=== MATERIALS PROVIDED ===
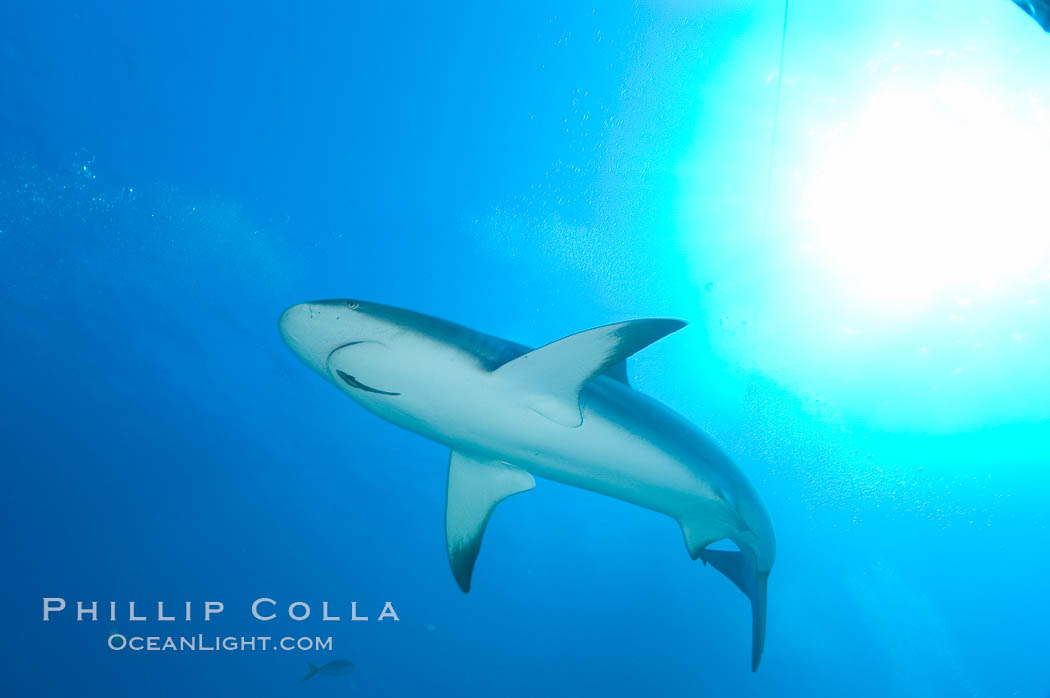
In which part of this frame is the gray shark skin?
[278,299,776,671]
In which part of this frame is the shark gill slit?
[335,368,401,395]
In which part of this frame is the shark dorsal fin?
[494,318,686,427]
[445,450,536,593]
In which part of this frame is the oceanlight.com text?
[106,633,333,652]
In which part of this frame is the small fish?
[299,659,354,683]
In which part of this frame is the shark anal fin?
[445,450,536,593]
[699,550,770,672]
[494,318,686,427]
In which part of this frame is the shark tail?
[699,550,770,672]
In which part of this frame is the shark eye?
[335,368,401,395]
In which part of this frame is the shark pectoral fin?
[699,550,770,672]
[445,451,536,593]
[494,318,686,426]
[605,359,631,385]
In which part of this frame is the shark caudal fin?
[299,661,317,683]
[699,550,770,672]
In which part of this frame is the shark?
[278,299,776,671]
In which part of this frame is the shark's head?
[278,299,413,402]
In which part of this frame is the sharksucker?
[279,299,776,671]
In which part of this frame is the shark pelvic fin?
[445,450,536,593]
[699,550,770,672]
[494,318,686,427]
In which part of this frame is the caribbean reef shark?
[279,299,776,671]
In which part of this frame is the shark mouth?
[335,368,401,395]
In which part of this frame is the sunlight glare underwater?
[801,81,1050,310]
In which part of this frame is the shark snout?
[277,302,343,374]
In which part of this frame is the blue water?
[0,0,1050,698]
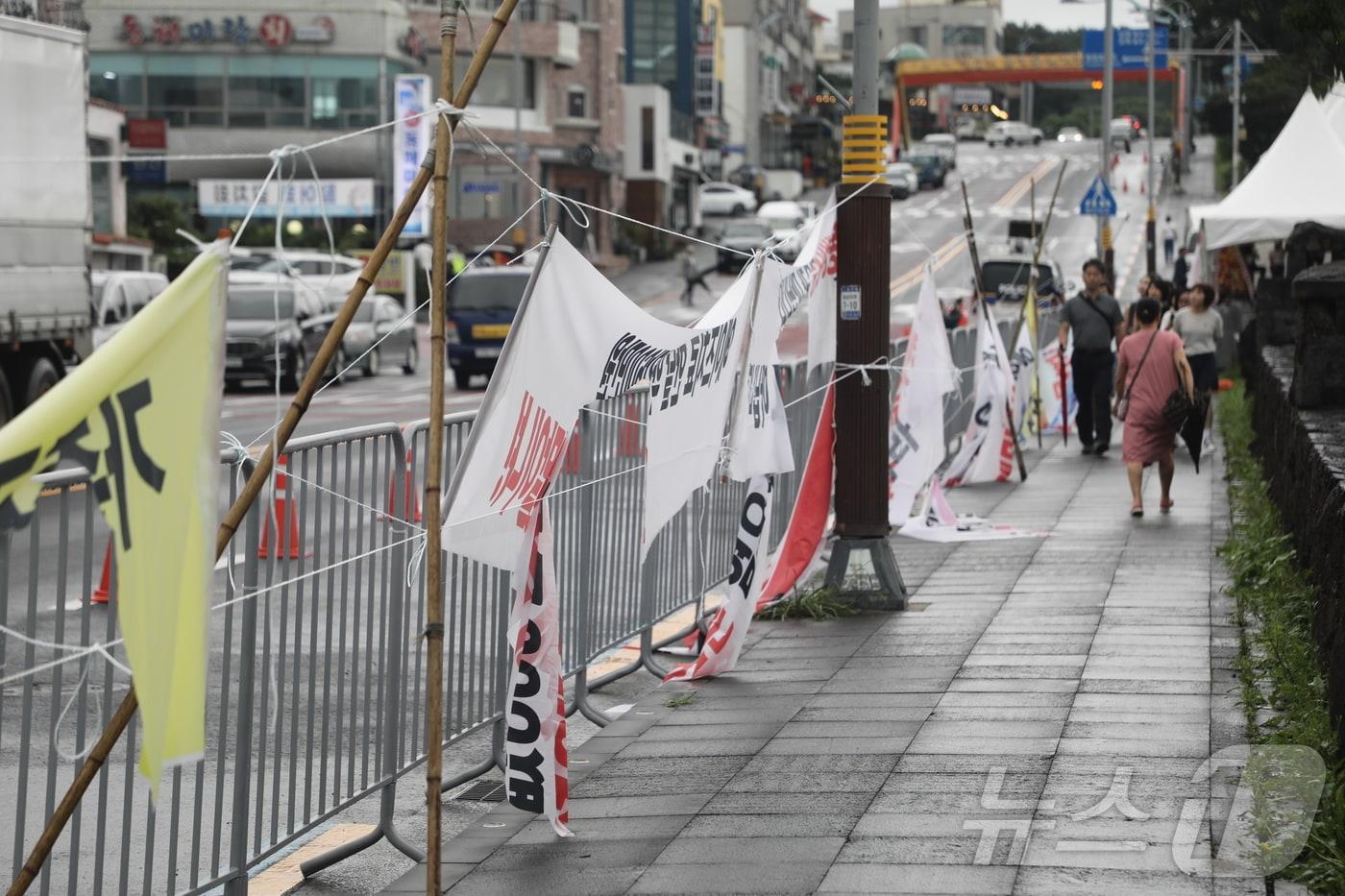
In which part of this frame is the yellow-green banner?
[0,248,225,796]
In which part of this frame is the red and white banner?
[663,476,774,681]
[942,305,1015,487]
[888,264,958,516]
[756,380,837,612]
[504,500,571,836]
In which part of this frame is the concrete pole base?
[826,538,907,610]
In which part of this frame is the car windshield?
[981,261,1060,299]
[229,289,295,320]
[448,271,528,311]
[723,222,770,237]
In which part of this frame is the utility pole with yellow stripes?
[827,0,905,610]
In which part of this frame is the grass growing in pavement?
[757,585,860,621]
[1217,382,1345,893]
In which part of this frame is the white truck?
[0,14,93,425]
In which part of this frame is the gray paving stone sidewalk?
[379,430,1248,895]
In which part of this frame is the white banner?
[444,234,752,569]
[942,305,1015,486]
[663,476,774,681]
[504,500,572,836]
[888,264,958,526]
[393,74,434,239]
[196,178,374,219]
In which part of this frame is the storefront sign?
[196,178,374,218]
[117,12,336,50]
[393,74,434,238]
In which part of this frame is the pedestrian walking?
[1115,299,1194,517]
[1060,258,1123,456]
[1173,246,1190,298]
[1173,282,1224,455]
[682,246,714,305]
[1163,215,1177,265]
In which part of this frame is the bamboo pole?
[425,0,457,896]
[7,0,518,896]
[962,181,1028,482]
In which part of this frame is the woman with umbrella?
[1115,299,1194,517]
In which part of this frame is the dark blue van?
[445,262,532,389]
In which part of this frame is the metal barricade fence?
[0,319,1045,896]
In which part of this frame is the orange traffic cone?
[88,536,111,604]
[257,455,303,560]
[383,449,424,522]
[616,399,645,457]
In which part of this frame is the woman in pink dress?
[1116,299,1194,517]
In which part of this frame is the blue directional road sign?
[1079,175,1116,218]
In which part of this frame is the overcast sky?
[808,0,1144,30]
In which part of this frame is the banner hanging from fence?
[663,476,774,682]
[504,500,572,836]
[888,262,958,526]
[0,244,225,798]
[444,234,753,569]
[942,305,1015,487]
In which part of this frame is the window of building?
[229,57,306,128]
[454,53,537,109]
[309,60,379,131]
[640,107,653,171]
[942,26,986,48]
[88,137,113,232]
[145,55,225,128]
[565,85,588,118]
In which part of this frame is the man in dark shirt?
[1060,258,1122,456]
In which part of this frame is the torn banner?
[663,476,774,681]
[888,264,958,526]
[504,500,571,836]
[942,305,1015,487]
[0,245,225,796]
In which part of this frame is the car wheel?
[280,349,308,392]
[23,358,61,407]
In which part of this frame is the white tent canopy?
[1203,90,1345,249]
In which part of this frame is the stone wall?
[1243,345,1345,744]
--
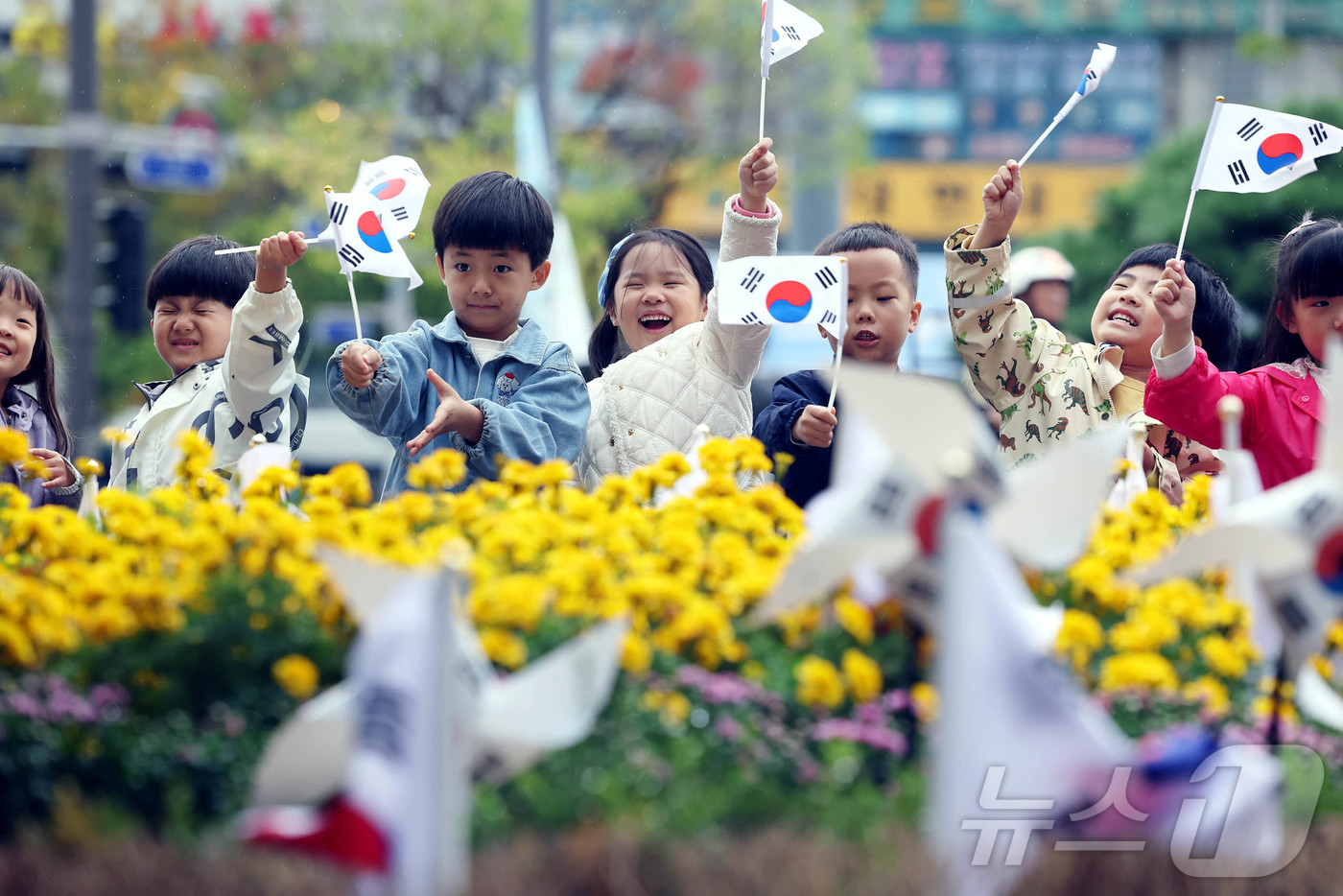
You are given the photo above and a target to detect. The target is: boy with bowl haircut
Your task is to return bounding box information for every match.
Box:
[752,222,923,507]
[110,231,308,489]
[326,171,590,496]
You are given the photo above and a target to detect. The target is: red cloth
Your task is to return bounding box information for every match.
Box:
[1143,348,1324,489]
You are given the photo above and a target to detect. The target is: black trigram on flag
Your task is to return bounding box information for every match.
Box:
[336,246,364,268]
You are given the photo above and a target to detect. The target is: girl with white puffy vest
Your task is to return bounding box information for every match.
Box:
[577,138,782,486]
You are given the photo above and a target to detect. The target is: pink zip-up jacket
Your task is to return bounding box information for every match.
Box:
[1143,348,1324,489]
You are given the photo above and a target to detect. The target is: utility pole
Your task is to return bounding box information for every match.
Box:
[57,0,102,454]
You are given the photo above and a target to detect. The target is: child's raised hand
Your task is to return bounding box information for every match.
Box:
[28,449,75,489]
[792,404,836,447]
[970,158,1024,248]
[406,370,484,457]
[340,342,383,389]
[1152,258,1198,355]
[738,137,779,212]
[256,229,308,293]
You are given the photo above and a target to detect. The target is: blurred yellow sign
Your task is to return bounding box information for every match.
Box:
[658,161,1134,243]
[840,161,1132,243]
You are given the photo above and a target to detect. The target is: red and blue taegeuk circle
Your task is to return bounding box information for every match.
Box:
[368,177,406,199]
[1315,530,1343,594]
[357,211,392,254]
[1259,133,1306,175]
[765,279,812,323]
==
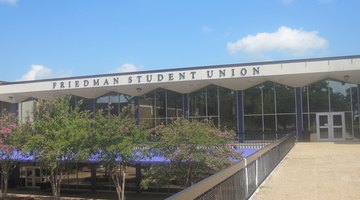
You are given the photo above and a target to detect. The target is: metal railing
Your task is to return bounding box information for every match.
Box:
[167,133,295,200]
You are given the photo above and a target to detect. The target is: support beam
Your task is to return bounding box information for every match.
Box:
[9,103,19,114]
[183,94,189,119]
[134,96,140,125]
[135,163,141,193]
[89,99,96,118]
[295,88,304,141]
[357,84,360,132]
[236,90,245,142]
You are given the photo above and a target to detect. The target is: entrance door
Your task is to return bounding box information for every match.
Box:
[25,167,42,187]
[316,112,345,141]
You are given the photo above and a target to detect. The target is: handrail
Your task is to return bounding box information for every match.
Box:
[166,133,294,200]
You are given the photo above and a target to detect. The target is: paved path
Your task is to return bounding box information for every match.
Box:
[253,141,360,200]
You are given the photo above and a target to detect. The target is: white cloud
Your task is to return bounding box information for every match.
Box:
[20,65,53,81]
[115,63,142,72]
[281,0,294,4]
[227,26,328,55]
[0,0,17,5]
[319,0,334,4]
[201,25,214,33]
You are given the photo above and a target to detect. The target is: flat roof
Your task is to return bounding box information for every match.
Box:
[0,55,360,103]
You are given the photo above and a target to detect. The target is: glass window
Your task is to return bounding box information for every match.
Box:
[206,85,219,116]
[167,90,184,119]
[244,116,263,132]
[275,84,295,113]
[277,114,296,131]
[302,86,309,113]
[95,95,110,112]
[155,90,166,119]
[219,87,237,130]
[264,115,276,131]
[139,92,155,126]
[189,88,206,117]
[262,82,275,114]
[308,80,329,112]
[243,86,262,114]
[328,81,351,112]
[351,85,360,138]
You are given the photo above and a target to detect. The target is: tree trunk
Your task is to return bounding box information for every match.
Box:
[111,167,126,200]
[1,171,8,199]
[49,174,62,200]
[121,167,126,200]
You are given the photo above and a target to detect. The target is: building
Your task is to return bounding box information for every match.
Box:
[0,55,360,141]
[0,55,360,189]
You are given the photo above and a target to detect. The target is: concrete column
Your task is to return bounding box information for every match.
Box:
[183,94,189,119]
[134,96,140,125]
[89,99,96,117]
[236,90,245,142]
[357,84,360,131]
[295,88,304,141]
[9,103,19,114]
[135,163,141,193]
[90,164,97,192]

=== WHAT THIS TASK INVOLVES ===
Using only the stretch of data from the line containing "In which part of this frame is the yellow-green" through the line containing "[1060,258,1122,456]", arrange each line as a Markdown table with a numbered Row column and a Line column. Skip any blank lines.

=== OUTPUT OF THE EXERCISE ===
| Row | Line |
|---|---|
| 1 | In which part of this frame is the yellow-green banner? |
| 2 | [0,248,225,796] |
| 3 | In which part of this frame is the red and white banner? |
| 4 | [663,476,774,681] |
| 5 | [942,305,1015,487] |
| 6 | [888,264,958,516] |
| 7 | [756,380,837,612] |
| 8 | [504,500,571,836] |
| 9 | In which part of this frame is the concrete pole base? |
| 10 | [826,538,907,610] |
| 11 | In which part of this frame is the car windshield? |
| 12 | [981,261,1060,299] |
| 13 | [229,289,295,320] |
| 14 | [448,271,528,311] |
| 15 | [723,222,770,237] |
| 16 | In which part of this frame is the utility pole with yellow stripes? |
| 17 | [827,0,905,610] |
| 18 | In which part of this frame is the grass growing in pavement? |
| 19 | [757,585,860,621] |
| 20 | [1217,382,1345,893] |
| 21 | In which part of this frame is the white truck? |
| 22 | [0,14,93,425] |
| 23 | In which part of this frame is the gray paving stone sidewalk? |
| 24 | [379,430,1248,895] |
| 25 | In which part of this frame is the white banner? |
| 26 | [444,234,752,569] |
| 27 | [942,305,1015,486] |
| 28 | [663,476,774,681] |
| 29 | [504,500,572,836] |
| 30 | [888,264,958,526] |
| 31 | [393,74,434,239] |
| 32 | [196,178,374,219] |
| 33 | In which part of this frame is the storefront sign? |
| 34 | [196,178,374,218] |
| 35 | [117,12,336,50] |
| 36 | [393,74,434,238] |
| 37 | In which part of this frame is the pedestrian walking? |
| 38 | [1115,299,1194,517] |
| 39 | [1060,258,1123,456] |
| 40 | [1173,246,1190,298] |
| 41 | [1173,282,1224,455] |
| 42 | [682,246,714,305] |
| 43 | [1163,215,1177,265] |
| 44 | In which part of this frame is the bamboo pole? |
| 45 | [425,0,457,896] |
| 46 | [7,0,518,896] |
| 47 | [962,181,1028,482] |
| 48 | In which part of this frame is the woman with umbrella? |
| 49 | [1115,299,1194,517] |
| 50 | In which part of this frame is the dark blue van? |
| 51 | [445,262,532,389] |
| 52 | In which part of this frame is the metal barricade fence? |
| 53 | [0,319,1045,896] |
| 54 | In which part of this frame is the orange traffic cone? |
| 55 | [88,536,111,604] |
| 56 | [257,455,303,560] |
| 57 | [383,449,424,522] |
| 58 | [616,399,645,457] |
| 59 | In which part of this frame is the woman in pink dress? |
| 60 | [1116,299,1194,517] |
| 61 | In which part of this frame is the blue directional road sign? |
| 62 | [1079,175,1116,218] |
| 63 | In which part of this frame is the overcast sky? |
| 64 | [808,0,1144,30] |
| 65 | In which part of this frame is the banner hanging from fence? |
| 66 | [663,476,774,682] |
| 67 | [504,500,572,836] |
| 68 | [888,262,958,526] |
| 69 | [0,244,225,798] |
| 70 | [444,234,753,569] |
| 71 | [942,305,1015,487] |
| 72 | In which part of this frame is the window of building? |
| 73 | [229,57,306,128] |
| 74 | [454,53,537,109] |
| 75 | [309,60,379,131] |
| 76 | [640,107,653,171] |
| 77 | [942,26,986,48] |
| 78 | [88,137,113,232] |
| 79 | [145,55,225,128] |
| 80 | [565,85,588,118] |
| 81 | In which part of this frame is the man in dark shirt? |
| 82 | [1060,258,1122,456] |